■ Supplied data ■

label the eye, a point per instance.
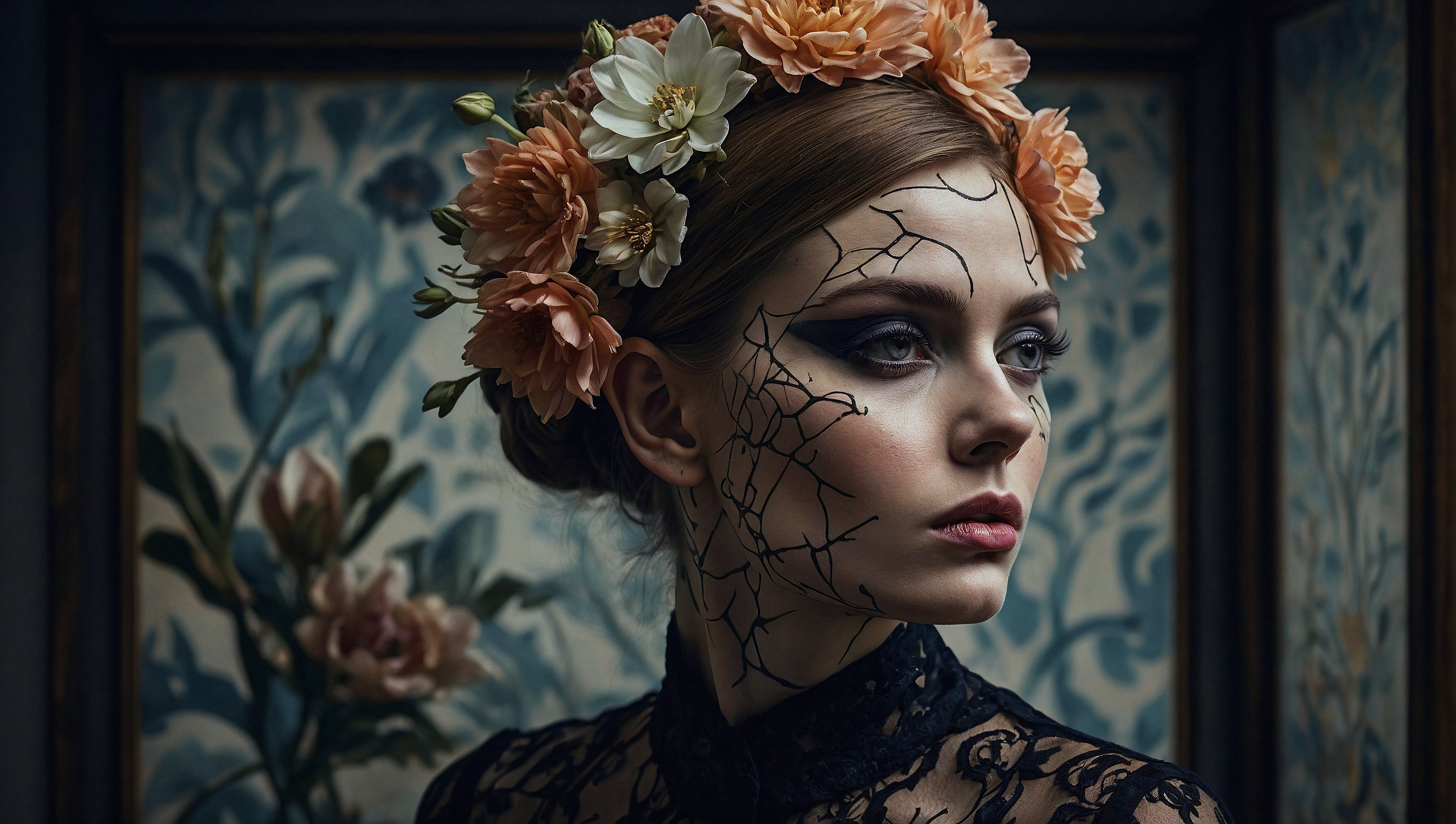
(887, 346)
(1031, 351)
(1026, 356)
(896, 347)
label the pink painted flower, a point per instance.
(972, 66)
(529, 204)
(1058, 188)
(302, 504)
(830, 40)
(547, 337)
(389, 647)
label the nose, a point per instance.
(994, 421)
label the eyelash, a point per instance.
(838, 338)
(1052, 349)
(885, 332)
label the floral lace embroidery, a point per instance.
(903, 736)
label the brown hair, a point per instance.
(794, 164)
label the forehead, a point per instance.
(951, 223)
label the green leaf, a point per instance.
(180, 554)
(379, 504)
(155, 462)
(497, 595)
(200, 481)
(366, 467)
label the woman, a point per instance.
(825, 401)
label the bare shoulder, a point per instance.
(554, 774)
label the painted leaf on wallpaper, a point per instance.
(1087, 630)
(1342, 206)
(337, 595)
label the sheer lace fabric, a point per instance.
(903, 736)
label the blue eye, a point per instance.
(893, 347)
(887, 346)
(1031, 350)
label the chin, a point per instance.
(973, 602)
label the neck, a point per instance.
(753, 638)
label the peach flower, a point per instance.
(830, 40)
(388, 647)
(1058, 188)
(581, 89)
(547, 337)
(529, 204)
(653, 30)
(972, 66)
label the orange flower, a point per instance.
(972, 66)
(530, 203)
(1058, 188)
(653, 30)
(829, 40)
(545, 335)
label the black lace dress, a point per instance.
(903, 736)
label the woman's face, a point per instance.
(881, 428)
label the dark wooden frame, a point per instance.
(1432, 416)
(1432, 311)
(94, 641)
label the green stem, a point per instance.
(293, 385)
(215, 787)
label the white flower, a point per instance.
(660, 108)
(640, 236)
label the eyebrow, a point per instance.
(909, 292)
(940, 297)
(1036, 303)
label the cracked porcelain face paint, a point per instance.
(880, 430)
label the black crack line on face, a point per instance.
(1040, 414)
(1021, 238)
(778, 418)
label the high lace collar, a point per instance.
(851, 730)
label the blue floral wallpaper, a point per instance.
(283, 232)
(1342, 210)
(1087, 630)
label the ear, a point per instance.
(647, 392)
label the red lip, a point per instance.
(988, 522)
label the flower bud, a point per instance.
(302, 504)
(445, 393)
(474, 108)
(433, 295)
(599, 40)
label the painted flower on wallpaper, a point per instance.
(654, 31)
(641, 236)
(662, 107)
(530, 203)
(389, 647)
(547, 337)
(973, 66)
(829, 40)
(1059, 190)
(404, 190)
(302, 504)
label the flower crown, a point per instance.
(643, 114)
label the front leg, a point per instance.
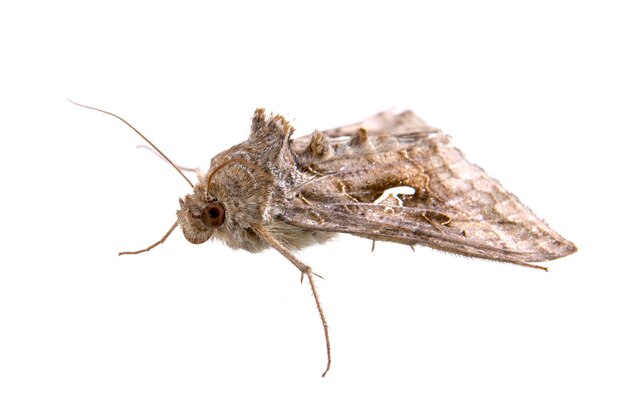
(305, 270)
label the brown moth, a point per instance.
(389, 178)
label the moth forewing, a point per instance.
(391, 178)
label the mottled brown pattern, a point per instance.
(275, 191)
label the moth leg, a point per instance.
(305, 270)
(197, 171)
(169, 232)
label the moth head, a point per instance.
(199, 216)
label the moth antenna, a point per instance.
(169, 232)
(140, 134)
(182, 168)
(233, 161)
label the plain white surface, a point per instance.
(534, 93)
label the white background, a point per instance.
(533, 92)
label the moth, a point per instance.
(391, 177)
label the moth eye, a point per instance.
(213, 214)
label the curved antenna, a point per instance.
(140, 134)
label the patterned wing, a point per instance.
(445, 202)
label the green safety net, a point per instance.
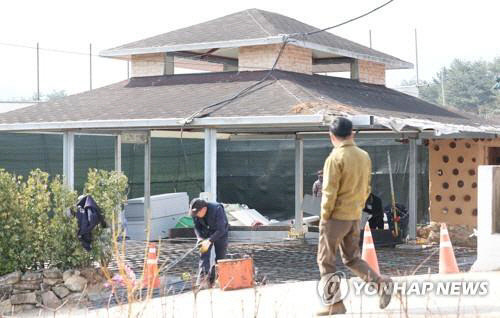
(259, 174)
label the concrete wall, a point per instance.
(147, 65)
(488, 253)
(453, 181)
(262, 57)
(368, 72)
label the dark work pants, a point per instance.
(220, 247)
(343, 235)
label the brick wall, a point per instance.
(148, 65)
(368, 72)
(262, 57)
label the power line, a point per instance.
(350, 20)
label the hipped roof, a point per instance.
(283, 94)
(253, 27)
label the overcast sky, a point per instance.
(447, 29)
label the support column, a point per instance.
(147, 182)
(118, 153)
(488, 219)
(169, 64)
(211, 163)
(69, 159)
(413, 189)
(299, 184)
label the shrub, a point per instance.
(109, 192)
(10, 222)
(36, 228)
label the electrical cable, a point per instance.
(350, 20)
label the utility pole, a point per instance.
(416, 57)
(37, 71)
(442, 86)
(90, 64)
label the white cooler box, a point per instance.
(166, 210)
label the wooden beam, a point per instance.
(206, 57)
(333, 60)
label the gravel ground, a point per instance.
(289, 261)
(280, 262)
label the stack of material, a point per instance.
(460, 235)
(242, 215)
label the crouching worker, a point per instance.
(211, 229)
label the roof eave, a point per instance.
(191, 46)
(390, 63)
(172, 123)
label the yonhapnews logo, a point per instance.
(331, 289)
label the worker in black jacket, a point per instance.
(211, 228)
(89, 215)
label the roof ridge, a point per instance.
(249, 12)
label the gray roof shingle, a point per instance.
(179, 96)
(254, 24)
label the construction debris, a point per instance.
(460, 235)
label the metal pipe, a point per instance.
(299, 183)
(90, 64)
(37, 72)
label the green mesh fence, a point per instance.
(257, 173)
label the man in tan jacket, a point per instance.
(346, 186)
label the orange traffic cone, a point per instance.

==

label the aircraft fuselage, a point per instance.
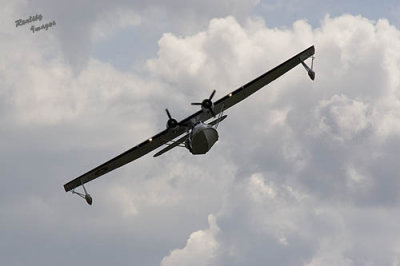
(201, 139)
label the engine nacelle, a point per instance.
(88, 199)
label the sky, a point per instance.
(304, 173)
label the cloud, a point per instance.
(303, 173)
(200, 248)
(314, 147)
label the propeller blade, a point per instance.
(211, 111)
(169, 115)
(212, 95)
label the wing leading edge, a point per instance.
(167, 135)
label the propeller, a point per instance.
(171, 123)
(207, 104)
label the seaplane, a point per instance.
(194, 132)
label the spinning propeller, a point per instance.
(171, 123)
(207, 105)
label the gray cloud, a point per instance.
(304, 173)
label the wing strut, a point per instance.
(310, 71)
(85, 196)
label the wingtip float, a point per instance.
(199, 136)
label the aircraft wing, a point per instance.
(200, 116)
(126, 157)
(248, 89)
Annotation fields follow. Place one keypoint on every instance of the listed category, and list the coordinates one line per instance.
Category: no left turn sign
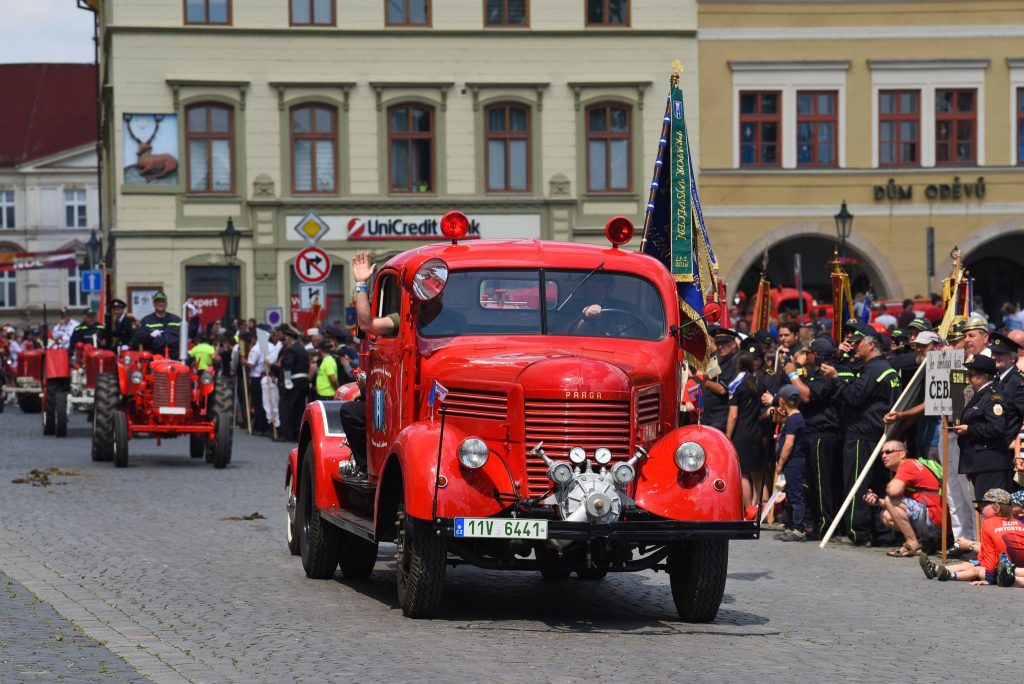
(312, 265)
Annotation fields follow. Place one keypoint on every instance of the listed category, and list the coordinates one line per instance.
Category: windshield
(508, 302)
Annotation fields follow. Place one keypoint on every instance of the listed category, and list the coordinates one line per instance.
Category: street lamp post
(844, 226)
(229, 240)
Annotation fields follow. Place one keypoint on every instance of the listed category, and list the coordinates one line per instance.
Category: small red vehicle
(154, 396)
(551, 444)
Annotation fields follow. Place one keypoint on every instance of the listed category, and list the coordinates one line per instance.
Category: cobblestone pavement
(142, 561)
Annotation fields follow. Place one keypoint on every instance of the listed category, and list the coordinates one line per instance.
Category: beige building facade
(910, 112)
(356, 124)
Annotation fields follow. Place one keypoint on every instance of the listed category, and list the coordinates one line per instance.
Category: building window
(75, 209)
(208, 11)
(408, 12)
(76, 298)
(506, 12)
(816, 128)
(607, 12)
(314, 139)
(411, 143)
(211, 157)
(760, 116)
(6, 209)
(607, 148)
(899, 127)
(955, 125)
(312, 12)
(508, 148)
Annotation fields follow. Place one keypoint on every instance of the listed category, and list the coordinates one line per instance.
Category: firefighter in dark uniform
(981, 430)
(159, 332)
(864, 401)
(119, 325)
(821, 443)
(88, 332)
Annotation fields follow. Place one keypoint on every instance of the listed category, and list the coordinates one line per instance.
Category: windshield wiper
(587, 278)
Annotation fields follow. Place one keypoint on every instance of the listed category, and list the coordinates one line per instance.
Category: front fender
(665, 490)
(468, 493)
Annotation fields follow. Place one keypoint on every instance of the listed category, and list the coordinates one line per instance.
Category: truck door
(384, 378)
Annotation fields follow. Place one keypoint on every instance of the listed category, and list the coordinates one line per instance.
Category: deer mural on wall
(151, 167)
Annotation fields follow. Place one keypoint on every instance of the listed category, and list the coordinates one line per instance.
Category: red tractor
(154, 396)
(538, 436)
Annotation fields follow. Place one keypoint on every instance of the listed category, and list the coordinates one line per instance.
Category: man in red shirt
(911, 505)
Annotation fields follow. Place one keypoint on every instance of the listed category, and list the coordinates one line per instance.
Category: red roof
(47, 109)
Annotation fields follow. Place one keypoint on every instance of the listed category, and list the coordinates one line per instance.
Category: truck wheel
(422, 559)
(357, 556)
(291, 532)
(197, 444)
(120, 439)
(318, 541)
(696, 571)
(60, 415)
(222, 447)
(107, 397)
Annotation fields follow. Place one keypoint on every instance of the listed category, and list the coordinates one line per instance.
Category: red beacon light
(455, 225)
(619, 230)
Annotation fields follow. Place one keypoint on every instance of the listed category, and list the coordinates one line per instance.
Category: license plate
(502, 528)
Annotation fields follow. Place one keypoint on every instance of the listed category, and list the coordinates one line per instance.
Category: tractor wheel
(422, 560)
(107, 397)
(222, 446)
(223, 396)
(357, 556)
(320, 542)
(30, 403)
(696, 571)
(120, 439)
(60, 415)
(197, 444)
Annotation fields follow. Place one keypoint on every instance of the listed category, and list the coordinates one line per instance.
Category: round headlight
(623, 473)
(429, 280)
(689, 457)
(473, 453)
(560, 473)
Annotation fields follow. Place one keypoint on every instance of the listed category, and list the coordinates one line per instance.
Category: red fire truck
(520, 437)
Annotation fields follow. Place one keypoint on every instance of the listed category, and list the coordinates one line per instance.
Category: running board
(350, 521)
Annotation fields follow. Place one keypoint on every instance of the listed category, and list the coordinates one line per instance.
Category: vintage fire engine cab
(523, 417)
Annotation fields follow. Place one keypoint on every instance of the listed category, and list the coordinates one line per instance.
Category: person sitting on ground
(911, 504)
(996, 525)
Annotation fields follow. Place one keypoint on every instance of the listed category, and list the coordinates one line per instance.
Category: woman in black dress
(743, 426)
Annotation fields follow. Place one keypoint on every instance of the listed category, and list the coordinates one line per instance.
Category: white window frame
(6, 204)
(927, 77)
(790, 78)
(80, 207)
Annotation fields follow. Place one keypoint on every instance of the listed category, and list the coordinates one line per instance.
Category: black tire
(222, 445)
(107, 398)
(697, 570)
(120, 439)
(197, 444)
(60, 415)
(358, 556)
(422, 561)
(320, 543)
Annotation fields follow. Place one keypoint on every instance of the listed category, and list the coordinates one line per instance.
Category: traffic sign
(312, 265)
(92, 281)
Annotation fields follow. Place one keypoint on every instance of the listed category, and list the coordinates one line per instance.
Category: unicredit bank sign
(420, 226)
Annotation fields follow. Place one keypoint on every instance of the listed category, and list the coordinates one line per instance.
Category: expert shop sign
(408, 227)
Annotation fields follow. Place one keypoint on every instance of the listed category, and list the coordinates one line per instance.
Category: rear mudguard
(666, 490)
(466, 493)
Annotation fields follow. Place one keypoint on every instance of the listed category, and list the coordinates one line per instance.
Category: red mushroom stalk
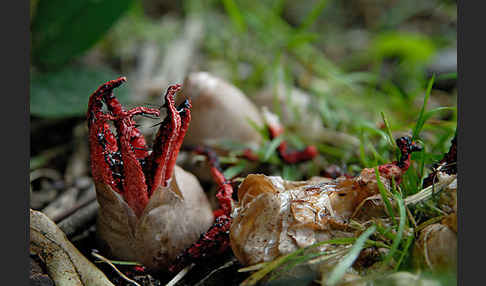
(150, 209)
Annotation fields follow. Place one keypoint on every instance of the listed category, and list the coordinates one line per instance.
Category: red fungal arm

■ Your goal ■
Format the lines from the line containing "label the gray roof" up to and including the line containing "label the orange traffic" as a Markdown table with a Row column for the row number and a Line column for the line, skipping any blank lines.

■ Written reply ■
| Row | Line |
|---|---|
| 1 | label the gray roof shingle, a point per instance. |
| 2 | (179, 96) |
| 3 | (254, 24) |
| 4 | label the construction debris, a point per instance. |
| 5 | (460, 235) |
| 6 | label the metal pipe, a point per instance. |
| 7 | (299, 183) |
| 8 | (90, 64) |
| 9 | (37, 72) |
| 10 | label the green mesh fence, a point per instance. |
| 11 | (257, 173) |
| 12 | label the man in tan jacket, a point per instance. |
| 13 | (346, 186) |
| 14 | label the orange traffic cone, a point per instance. |